# Instruction
Reproduce every row below verbatim, leaving out the pictures.

# Recorded data

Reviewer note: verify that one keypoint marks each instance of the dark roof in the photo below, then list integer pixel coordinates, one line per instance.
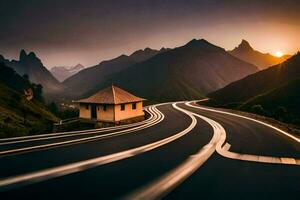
(111, 95)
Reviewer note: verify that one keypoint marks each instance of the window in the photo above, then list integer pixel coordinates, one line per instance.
(133, 105)
(122, 106)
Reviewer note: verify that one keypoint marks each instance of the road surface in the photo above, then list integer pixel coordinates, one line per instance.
(183, 151)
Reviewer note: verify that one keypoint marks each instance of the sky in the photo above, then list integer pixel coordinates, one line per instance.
(67, 32)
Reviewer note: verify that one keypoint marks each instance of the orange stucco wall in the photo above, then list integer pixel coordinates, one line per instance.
(106, 116)
(113, 112)
(128, 112)
(83, 112)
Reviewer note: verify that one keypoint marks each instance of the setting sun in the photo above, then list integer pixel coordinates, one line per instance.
(278, 54)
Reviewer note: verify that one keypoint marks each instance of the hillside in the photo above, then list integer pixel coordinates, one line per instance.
(86, 79)
(286, 96)
(31, 65)
(19, 115)
(262, 60)
(187, 72)
(260, 82)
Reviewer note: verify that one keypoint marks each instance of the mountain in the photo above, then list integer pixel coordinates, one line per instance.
(103, 71)
(21, 111)
(287, 96)
(61, 73)
(262, 60)
(260, 82)
(186, 72)
(31, 65)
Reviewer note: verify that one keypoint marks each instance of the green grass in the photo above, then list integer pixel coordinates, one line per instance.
(14, 107)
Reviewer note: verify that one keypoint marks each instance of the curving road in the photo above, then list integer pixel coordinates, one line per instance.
(183, 151)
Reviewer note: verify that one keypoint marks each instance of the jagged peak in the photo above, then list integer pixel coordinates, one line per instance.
(245, 45)
(23, 55)
(32, 55)
(203, 44)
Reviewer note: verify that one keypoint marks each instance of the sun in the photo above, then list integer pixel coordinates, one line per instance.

# Solution to this task
Reviewer note: verify that one keypoint marks each instance of the dark roof in the photo below, then list integer pixel coordinates, one line per instance.
(111, 95)
Reviewer note: verify that one keypoint marks each instance of the window in the photo above, then list integer pixel coordinates, one line per instance.
(133, 105)
(122, 106)
Reviewer note: verify that one keypoint marks each instance of the road surface in the photo above, then list integer pixel coordinates, one line per instance.
(183, 151)
Reviewer note: verify that one keypoint marks each instance of the sky in the photo above, then list integer pixel coordinates, one line per instance.
(67, 32)
Reviewer note: verify that one keypoint marks each instance of the orange stucco wall in the photo above, then list integer pixel coordinates, one line per instance.
(106, 116)
(113, 112)
(128, 112)
(83, 112)
Reviewer note: verify that one keypoint marks each instance of the setting sun in the photo above, then list integer pixel coordinates, one line per instance.
(278, 54)
Reviewer note: verify that one keypoint marks each instance of the hillside in the photo above, then list integer pixel coordinates, one line per instance.
(86, 79)
(286, 96)
(31, 65)
(19, 115)
(262, 60)
(187, 72)
(260, 82)
Reviewer note: verify that one keypoint marks each instance of the mountain in the photo above, then list integer pixel coordinates, one line per instance.
(103, 71)
(21, 111)
(287, 96)
(61, 73)
(262, 60)
(260, 82)
(186, 72)
(31, 65)
Reviewer note: verify that one keypoint marks each instance of the green grass in the photo above, then list integer pixel coordinates, one line per instance.
(14, 107)
Reviewer note: verify that one keypoint marks each instance of the curving road in the photo above, then list integer pixel coordinates, one line per instance.
(183, 151)
Reviewer note: verify that one keypoint marks each instance of the jagged peak in the photo above, then list integer pixel coordinates, one line per instance.
(245, 45)
(23, 55)
(32, 55)
(203, 44)
Reviewer note: verify that one keypoint marks each instance of the sun in the photo above, then list integer pixel coordinates, one line per instance.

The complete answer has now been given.